§ DATA SECTION:
◆ ◆ ◆ ◆ ◆
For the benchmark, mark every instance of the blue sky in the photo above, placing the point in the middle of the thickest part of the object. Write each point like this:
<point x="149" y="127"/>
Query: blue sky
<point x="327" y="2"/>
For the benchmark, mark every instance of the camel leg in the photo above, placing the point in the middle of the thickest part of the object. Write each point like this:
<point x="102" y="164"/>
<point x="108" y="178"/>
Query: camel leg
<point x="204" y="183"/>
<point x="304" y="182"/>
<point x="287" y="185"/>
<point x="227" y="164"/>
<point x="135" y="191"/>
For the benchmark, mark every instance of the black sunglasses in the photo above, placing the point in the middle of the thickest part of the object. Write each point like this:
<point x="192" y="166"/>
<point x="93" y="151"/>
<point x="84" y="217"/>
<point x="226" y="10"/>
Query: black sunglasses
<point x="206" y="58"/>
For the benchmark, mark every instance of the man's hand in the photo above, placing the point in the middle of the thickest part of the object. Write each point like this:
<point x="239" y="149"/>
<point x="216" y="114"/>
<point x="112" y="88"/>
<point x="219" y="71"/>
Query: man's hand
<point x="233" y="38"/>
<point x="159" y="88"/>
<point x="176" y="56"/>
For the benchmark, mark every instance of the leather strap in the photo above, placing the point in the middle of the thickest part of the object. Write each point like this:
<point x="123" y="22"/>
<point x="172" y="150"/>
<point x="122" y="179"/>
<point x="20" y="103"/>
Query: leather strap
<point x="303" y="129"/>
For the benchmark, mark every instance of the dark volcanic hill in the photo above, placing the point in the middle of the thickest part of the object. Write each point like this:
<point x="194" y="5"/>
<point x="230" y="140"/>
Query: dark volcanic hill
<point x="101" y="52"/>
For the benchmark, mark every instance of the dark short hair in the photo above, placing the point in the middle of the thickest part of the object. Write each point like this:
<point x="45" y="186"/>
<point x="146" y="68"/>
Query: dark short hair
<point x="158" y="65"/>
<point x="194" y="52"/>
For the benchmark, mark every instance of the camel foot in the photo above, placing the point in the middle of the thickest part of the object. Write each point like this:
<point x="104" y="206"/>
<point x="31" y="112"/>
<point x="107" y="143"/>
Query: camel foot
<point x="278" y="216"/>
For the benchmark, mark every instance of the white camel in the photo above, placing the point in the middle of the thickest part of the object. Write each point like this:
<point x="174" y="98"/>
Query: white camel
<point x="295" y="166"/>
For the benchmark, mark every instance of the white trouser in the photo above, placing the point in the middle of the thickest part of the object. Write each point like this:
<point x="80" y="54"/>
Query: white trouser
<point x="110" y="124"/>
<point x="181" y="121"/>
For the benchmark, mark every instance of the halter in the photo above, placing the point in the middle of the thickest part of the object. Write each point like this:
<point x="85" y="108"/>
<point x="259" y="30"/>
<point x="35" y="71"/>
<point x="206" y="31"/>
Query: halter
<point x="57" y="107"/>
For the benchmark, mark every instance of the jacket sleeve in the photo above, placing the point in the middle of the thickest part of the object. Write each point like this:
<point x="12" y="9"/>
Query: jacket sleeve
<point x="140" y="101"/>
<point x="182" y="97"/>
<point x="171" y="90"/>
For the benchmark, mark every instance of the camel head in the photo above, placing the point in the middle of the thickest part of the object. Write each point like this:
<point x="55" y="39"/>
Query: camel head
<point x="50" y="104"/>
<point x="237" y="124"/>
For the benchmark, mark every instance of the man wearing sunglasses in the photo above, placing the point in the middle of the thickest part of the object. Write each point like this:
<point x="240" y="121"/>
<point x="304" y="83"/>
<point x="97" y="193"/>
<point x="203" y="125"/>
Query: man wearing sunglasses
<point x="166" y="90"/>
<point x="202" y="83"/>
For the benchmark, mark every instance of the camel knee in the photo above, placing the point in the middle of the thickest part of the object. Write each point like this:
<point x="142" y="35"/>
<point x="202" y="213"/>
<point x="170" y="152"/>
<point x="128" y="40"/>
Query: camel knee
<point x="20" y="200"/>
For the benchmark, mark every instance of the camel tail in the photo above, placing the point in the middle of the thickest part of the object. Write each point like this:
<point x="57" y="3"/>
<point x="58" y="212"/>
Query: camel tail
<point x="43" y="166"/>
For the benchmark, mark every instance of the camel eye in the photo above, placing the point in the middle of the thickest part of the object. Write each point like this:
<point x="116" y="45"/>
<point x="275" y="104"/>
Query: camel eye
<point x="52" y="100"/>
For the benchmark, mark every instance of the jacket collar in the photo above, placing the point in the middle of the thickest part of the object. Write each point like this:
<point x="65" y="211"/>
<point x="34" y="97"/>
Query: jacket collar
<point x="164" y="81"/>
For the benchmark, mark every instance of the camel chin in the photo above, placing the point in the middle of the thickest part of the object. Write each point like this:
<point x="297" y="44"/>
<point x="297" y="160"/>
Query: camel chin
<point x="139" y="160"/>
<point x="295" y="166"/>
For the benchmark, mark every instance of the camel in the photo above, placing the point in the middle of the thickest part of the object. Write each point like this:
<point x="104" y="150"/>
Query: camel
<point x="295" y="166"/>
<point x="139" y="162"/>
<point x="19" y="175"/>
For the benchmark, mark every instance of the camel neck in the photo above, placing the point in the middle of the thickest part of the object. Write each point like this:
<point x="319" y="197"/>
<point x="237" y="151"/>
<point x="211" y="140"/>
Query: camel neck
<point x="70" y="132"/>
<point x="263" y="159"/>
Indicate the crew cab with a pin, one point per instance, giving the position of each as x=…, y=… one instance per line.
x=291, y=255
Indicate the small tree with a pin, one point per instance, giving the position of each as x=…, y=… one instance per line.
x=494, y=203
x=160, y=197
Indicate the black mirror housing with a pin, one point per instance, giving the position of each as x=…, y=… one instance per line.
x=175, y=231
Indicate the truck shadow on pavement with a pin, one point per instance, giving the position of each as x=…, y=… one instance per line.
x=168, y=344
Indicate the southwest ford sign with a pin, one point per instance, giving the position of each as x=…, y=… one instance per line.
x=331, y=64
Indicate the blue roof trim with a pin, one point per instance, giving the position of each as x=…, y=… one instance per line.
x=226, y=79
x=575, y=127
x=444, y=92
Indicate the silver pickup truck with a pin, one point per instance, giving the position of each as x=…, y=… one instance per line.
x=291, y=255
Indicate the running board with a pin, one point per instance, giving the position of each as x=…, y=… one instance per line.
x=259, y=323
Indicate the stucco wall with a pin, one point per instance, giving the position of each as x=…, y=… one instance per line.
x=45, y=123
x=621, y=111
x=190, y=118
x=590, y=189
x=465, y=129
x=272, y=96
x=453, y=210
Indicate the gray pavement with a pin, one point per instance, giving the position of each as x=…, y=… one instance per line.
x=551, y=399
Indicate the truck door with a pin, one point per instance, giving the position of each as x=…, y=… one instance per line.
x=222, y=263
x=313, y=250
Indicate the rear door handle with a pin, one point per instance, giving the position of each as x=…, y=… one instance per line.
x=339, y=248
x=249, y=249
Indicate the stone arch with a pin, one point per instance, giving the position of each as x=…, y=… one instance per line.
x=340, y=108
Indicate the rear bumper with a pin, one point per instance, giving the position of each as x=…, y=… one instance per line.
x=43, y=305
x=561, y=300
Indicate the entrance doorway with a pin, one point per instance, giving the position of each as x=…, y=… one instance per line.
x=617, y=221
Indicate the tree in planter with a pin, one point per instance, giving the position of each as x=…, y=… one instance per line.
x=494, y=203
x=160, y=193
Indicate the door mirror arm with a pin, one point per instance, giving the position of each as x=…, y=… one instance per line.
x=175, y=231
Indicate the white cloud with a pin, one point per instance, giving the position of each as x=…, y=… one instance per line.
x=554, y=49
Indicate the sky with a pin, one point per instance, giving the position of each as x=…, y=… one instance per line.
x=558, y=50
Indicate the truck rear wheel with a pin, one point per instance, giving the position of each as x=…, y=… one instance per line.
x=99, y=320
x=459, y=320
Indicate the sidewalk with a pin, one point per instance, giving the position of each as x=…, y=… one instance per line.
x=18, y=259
◆ ◆ ◆ ◆ ◆
Can you output as a JSON list of strings, one per line with blank lines omitted, the lines beginning at the line that contains "Indicate the white" and stopping after the line that contains "x=459, y=320"?

§ EXPECTED OUTPUT:
[
  "Indicate the white cloud with a pin, one point per instance, giving the position of each as x=…, y=… one instance per line.",
  "x=554, y=49",
  "Indicate the sky with a pin, one point per instance, giving the position of each as x=…, y=… one instance per line.",
  "x=558, y=50",
  "Indicate the truck rear wheel with a pin, one point per instance, giving the position of each as x=…, y=… one instance per line.",
  "x=99, y=320",
  "x=459, y=320"
]